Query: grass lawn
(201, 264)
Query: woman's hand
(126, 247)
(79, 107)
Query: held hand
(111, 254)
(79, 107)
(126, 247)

Action item = Could you transcribe each entry exactly as it stands?

Answer =
Query: grass lawn
(201, 264)
Query: woman's hand
(126, 247)
(79, 107)
Query: held hand
(111, 254)
(79, 107)
(126, 247)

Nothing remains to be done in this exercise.